MATERIAL PROVIDED:
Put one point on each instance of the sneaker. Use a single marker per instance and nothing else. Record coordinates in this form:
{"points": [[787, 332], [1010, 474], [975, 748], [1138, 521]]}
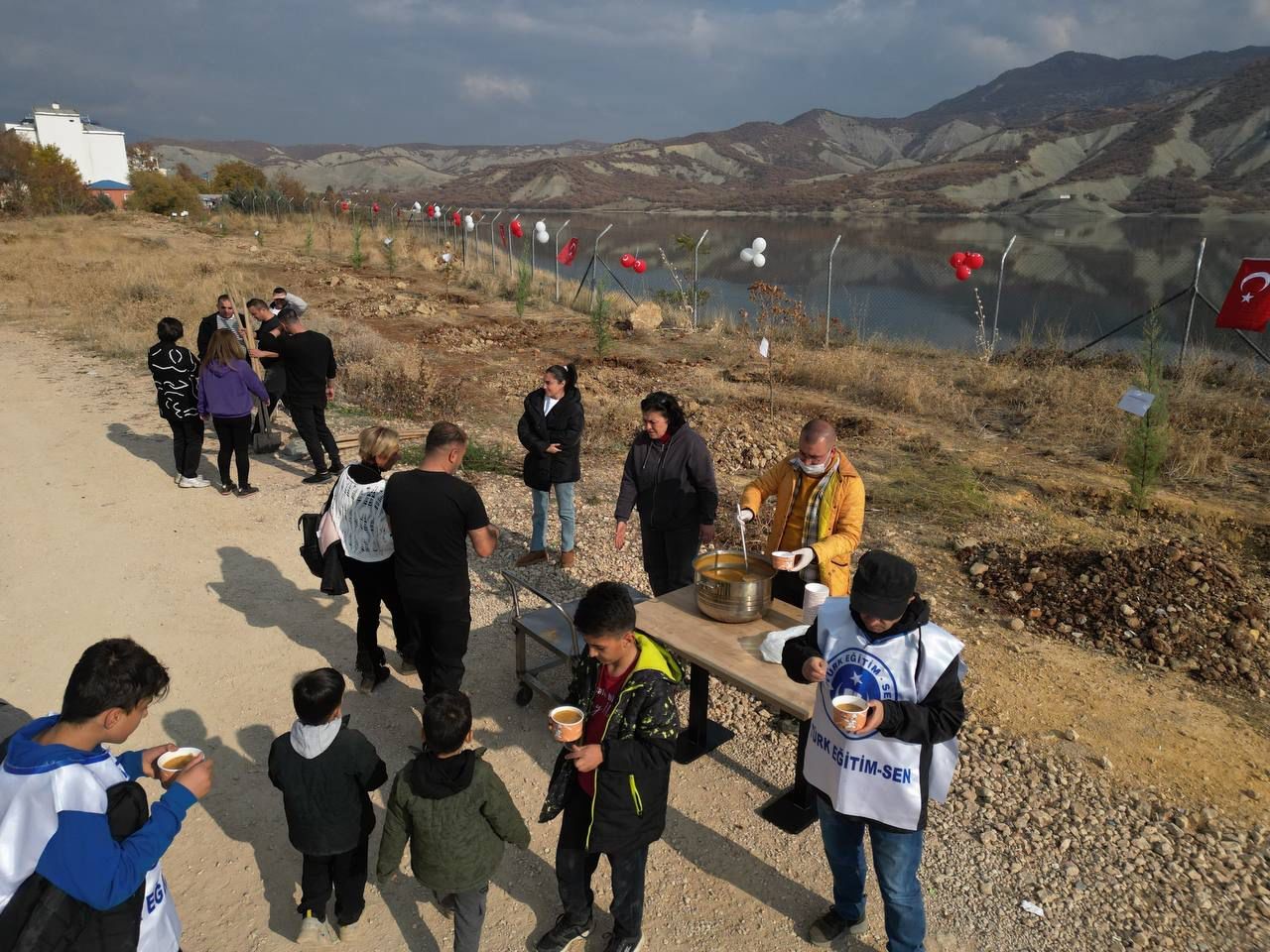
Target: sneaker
{"points": [[316, 932], [350, 932], [562, 936], [830, 925], [624, 944]]}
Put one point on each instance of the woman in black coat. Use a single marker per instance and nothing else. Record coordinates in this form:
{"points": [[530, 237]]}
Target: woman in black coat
{"points": [[550, 429]]}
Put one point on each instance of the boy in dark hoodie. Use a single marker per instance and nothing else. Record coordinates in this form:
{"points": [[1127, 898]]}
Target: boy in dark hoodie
{"points": [[613, 785], [456, 815], [325, 771]]}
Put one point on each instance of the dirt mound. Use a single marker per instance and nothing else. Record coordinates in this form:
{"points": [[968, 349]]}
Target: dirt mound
{"points": [[1165, 604]]}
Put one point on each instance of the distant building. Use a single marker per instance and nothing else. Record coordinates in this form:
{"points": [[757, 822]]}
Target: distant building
{"points": [[99, 153]]}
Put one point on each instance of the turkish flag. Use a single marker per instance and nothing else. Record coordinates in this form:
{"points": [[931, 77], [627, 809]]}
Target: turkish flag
{"points": [[1247, 304], [568, 253]]}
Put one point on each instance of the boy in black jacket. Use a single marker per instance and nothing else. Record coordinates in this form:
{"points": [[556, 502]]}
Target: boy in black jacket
{"points": [[613, 784], [875, 771], [325, 771], [176, 375]]}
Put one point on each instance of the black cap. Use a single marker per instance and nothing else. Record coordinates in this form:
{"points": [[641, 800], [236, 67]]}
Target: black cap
{"points": [[883, 585]]}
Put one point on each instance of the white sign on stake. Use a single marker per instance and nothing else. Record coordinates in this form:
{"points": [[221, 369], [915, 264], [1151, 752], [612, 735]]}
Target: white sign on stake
{"points": [[1135, 402]]}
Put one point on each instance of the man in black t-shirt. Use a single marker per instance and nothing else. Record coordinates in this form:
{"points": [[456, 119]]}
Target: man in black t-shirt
{"points": [[309, 359], [432, 515]]}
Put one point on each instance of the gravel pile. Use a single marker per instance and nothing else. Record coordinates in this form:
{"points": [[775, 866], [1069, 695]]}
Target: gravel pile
{"points": [[1166, 604]]}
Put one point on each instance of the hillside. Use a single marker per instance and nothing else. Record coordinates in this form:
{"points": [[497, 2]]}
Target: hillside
{"points": [[1074, 134]]}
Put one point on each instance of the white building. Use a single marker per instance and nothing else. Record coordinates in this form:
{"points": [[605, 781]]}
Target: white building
{"points": [[99, 153]]}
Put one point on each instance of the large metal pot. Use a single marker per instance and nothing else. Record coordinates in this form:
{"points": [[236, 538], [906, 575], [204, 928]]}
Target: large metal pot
{"points": [[726, 590]]}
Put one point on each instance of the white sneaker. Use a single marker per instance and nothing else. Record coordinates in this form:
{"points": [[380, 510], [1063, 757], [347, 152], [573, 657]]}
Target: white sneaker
{"points": [[316, 932]]}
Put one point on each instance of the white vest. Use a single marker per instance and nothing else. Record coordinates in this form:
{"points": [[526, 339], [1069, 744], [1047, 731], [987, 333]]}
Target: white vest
{"points": [[357, 512], [873, 775]]}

DIRECTIVE: Please quote the items above word for word, starting at the line that contains "Put one point on each instance of the large" and continuing through the final line of the items, both included.

FINAL ANSWER:
Put one point on each instance of the large metal pot. Use a single marker per instance and nothing else. Record coordinates in this form:
{"points": [[236, 538], [906, 575], [204, 928]]}
Target: large metal pot
{"points": [[726, 590]]}
Put one point on each instance of the white sneaker. Use a single marker per instance and nothing else. Record coordinates in this form:
{"points": [[380, 510], [1063, 757], [347, 152], [573, 657]]}
Target: white sneaker
{"points": [[316, 932]]}
Put one point on each instance of the white vest. Use a single marker per instance and nothing else. Record coordinates in this form:
{"points": [[526, 339], [1069, 744], [1047, 731], [987, 333]]}
Target: white vest
{"points": [[357, 512], [873, 775]]}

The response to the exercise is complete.